==== Data to examine

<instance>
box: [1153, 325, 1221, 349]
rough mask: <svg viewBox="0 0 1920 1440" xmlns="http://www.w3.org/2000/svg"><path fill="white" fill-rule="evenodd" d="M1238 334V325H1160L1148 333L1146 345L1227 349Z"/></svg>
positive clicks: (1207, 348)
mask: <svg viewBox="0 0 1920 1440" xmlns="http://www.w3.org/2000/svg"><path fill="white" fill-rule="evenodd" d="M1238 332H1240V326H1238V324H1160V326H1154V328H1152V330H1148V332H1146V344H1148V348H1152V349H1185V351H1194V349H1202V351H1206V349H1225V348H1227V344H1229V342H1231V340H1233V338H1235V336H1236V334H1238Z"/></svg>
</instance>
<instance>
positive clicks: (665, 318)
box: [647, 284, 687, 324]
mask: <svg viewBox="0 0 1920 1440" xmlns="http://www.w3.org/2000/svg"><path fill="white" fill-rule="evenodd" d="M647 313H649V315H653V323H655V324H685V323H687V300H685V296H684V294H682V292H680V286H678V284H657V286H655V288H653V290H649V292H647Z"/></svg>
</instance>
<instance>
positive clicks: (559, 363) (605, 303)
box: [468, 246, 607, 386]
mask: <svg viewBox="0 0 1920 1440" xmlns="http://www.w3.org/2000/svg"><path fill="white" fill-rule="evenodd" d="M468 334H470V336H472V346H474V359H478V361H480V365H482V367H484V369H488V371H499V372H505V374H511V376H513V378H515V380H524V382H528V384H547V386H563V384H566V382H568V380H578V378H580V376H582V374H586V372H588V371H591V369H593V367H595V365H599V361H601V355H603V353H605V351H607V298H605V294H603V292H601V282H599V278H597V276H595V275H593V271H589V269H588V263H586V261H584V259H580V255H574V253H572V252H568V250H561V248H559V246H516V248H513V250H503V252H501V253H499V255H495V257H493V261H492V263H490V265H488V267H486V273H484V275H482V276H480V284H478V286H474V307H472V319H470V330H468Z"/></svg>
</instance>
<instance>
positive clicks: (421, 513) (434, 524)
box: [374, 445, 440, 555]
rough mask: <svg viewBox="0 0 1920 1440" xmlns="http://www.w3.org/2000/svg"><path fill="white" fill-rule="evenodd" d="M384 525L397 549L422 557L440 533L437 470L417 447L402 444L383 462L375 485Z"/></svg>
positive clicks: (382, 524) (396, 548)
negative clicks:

========

_Task objective_. Wherever a line above contains "rough", copy that line.

_Answer_.
rough mask: <svg viewBox="0 0 1920 1440" xmlns="http://www.w3.org/2000/svg"><path fill="white" fill-rule="evenodd" d="M1238 334V325H1160L1148 333L1146 345L1227 349Z"/></svg>
rough mask: <svg viewBox="0 0 1920 1440" xmlns="http://www.w3.org/2000/svg"><path fill="white" fill-rule="evenodd" d="M384 525L397 549L422 557L440 533L437 470L417 447L402 444L383 462L375 485Z"/></svg>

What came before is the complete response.